-- Start of Stored rows --

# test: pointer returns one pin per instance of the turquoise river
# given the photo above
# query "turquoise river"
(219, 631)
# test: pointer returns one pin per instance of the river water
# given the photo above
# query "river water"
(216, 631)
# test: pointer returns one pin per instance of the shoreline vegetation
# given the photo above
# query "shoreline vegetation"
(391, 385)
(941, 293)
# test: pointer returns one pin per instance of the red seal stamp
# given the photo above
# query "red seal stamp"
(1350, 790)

-- End of Stored rows --
-- Start of Stored rows --

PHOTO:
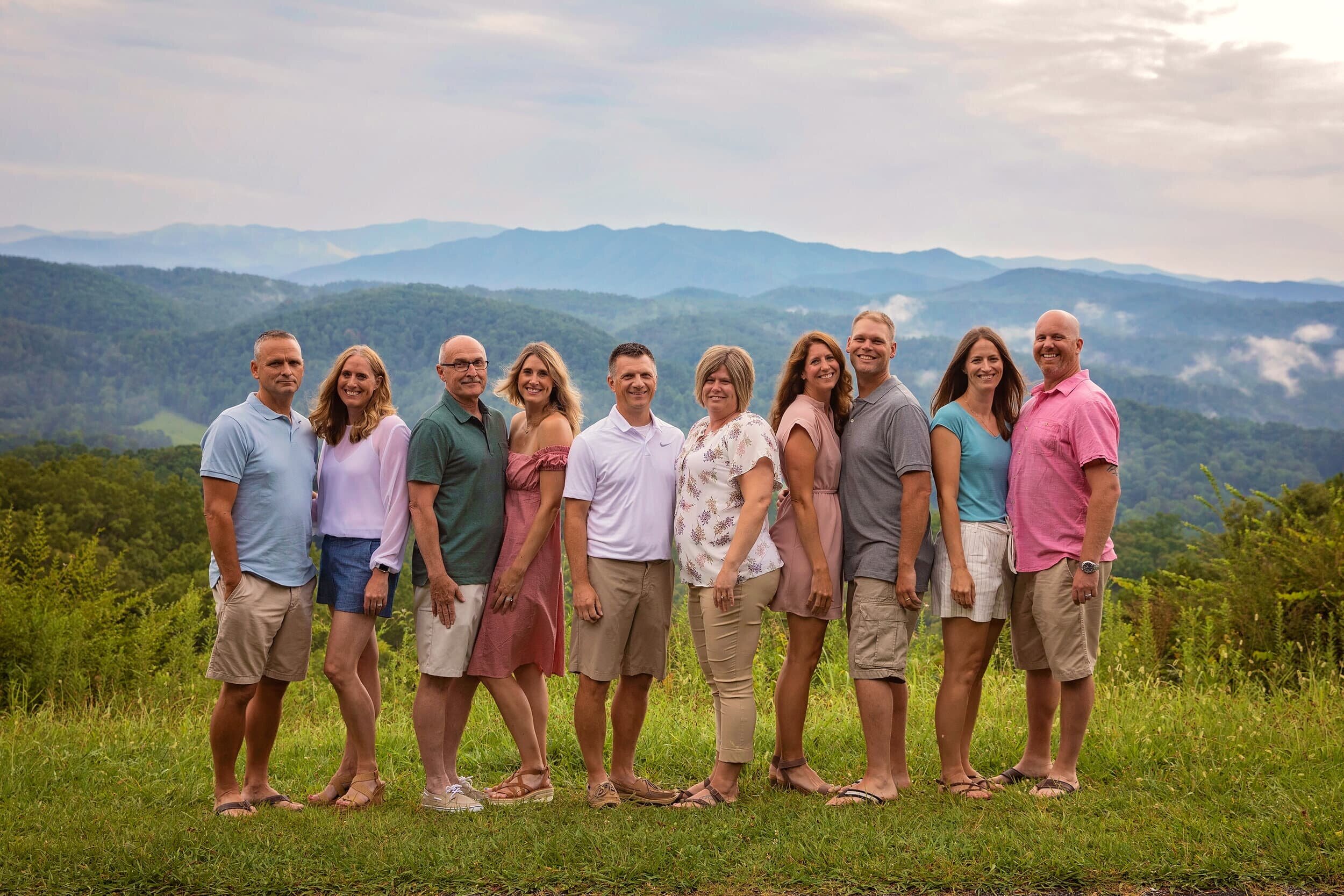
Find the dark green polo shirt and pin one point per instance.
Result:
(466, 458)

-- End of Stored rows --
-- Start of Stored rows --

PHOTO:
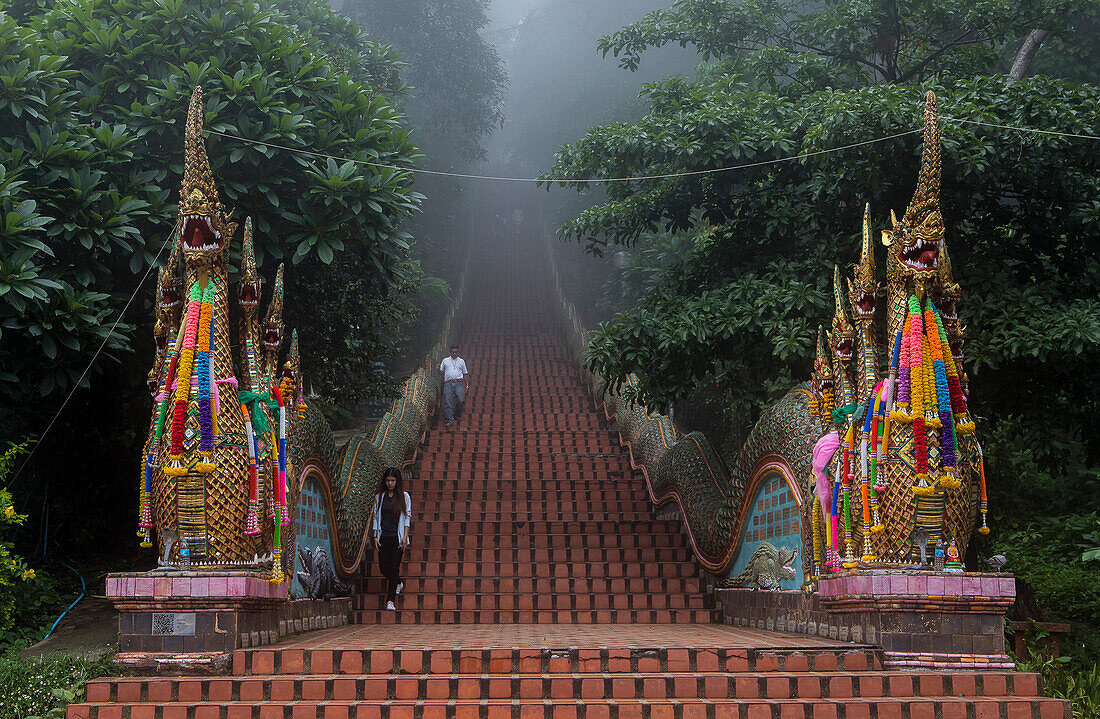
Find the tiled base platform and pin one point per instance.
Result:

-- End of Stored rows --

[Exercise objective]
Copy the entries word for word, starting with the line that contains "# test: pointer returns one pin per instance of the shoreline" and going on through the line that contains "(1350, 790)".

[Answer to this exercise]
# test: pointer returns one pin per instance of the shoreline vegetation
# given the photo above
# query "shoreline vegetation"
(391, 385)
(941, 293)
# test: pointer returns one pin per instance of the red seal stamp
# given the photo above
# query "red seal stamp"
(1350, 790)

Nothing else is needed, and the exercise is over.